Write out every entry again exactly as it stands.

┌─ Available records

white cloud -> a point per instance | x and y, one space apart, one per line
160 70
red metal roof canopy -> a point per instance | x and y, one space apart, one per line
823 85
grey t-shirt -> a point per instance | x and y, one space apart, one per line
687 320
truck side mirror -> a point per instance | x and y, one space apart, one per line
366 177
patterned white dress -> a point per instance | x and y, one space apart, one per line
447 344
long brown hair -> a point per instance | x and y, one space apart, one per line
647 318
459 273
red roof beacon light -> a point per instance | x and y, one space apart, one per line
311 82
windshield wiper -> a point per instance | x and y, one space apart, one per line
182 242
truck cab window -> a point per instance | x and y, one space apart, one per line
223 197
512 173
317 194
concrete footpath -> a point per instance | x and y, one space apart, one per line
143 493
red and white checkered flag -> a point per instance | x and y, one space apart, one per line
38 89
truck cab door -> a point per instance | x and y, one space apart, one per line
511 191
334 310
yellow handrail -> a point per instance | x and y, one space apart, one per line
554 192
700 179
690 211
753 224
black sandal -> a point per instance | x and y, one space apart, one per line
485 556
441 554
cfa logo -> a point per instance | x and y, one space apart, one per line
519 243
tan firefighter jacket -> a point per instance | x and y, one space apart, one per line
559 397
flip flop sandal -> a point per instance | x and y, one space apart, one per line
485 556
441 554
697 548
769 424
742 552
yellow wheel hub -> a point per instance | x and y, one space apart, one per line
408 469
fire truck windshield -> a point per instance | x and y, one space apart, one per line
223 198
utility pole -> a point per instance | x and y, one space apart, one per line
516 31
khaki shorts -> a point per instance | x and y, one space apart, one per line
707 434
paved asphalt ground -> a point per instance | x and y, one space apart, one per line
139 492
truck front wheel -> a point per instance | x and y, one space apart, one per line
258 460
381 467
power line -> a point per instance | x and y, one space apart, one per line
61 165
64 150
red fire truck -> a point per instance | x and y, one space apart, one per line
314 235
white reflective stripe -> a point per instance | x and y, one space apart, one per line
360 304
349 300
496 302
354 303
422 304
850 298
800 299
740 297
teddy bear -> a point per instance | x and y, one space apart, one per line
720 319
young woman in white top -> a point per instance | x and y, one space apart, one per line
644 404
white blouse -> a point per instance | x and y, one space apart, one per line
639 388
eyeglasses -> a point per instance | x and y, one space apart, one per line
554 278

└─

## Written answer
white cloud -> a point per instance | x and y, one space apart, one per line
160 70
red metal roof canopy -> a point per instance | x and y, one space apart, one per line
823 85
grey t-shirt -> a point per instance | x and y, one space apart, one per line
687 320
truck side mirror -> a point per instance | x and y, one space apart, one per line
366 177
patterned white dress -> a point per instance | x and y, one space apart, one per line
447 344
long brown hair -> a point per instance | x and y, one space apart, one per line
647 318
459 273
red roof beacon light -> a point per instance | x and y, one space apart, one per line
311 82
windshield wiper -> a point per instance | x and y, one space apart, one per line
182 242
truck cab window -> a point per instance | x and y, one space apart, one per line
223 197
512 173
317 194
concrete footpath -> a point per instance | x and y, one space apart, one per line
143 493
red and white checkered flag -> a point per instance | x and y, one space apart, one per line
38 89
truck cab door -> a point per instance | x and y, one space apart, one per line
511 191
334 310
yellow handrail -> a point per instance | x and y, one space apart, one per line
554 192
700 179
690 211
753 224
black sandal -> a point per instance | x and y, one space apart, one per line
485 556
441 554
cfa logo -> a point per instance | x and y, one space apart, one per line
519 243
tan firefighter jacket -> a point per instance | x and y, one space apart, one per line
559 397
flip flop sandal -> a point per instance | x and y, one space apart, one per line
485 556
441 554
697 548
769 424
742 552
yellow wheel hub -> a point per instance | x and y, one space apart, one per line
408 469
fire truck windshield -> a point per instance | x and y, one space apart, one per line
223 198
utility pole -> a point per instance | x and y, one space apart, one per line
516 31
khaki shorts -> a point per instance | x and y, one space apart, one per line
707 434
paved asphalt ground -> a point per instance | x and y, one space apart, one per line
139 492
truck front wheel -> a point per instance | x and y, one space apart, one per line
258 460
381 467
power line -> a point per instance | x and y, one space apart, one per line
61 165
64 150
red fire truck -> a point per instance | x and y, one space apart, one per line
314 235
white reflective stripe -> a point per instance | x and y, one space apart, one per line
360 304
349 300
496 302
354 303
422 304
850 298
800 299
740 297
teddy bear -> a point per instance | x and y, one space apart, one per line
720 319
young woman in white top -> a point per instance | x and y, one space apart, one per line
644 404
white blouse -> a point per instance | x and y, one space apart, one per line
639 388
eyeglasses -> a point per instance | x and y, one space apart, one per line
554 278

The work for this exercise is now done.